**YOUR GOAL:**
Check every line of the entries below for the word "query", and copy the ones that have it.

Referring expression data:

☆ ☆ ☆

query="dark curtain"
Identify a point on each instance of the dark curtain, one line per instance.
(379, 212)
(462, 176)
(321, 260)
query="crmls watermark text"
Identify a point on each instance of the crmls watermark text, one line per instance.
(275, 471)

☆ ☆ ☆

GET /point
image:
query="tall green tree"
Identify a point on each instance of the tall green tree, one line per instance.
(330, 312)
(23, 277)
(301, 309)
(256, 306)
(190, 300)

☆ ☆ ☆

**FINISHED EXERCISE:**
query="dark curtain"
query="crmls watermark text"
query="tall green tree"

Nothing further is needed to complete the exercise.